» GIVEN REQUEST
Transcribe precisely those lines of the listing that fall between the line containing "Locate the a-pillar" and the last line, inclusive of both.

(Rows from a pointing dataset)
· · ·

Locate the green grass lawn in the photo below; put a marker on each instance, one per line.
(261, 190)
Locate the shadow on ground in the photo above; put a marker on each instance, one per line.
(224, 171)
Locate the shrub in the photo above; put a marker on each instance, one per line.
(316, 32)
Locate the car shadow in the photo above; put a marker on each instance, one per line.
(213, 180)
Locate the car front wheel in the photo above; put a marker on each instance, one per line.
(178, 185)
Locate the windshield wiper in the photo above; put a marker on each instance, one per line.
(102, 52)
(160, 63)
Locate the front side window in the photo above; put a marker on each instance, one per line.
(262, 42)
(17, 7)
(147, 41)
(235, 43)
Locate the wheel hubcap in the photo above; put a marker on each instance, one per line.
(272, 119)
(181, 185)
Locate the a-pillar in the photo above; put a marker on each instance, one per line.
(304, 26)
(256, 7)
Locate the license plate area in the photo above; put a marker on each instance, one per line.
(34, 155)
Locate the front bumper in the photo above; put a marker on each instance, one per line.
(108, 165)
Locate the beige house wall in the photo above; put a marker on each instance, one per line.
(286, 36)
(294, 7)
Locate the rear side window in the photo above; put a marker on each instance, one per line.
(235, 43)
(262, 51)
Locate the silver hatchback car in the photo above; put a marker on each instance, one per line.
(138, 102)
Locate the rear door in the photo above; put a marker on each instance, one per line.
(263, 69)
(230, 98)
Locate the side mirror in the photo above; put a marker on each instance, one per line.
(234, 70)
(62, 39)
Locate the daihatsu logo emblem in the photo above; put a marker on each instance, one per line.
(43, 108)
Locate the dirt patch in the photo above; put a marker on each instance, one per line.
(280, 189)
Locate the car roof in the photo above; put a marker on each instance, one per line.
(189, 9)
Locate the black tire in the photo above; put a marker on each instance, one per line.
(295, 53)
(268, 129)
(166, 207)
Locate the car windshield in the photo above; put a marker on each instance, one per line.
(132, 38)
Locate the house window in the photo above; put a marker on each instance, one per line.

· · ·

» COMPLETE ANSWER
Locate the a-pillar in the photo above; put a marker on each instance, one per line.
(304, 26)
(256, 7)
Locate the license plate area in the photo above; put a marker on each instance, one per line.
(34, 155)
Locate the front bumper in the photo above; put a marker on each instance, one per line.
(108, 165)
Locate the beige house wall in the photo above; put a marker on each instance, one per line.
(286, 36)
(294, 7)
Locate the rear side window in the photo above; put a marker on each instance, one per line.
(235, 43)
(262, 51)
Locate the silver hatchback car in the photo above; put a marker on each instance, one per line.
(138, 102)
Locate the rear door in the photo above; put a marker on each instance, one per line.
(263, 69)
(230, 98)
Locate the side mirror in the photo above; put a marker on each instance, one per line.
(234, 70)
(62, 39)
Locate the daihatsu logo emblem in the photo above; put a marker on each instance, one per line.
(43, 108)
Locate the dirt patch in the photo above; put a marker on each instance, one per line.
(280, 189)
Locate the car roof in the photo above; put a marker on each instance, one per line.
(189, 9)
Locate the black tire in the photo above; put a marker on each instance, one per line.
(295, 53)
(268, 129)
(166, 207)
Locate the car windshield in the photo above; put a marker on each instance, one per line.
(132, 38)
Locate the house window in the photo above; put a marker on each instance, one per line.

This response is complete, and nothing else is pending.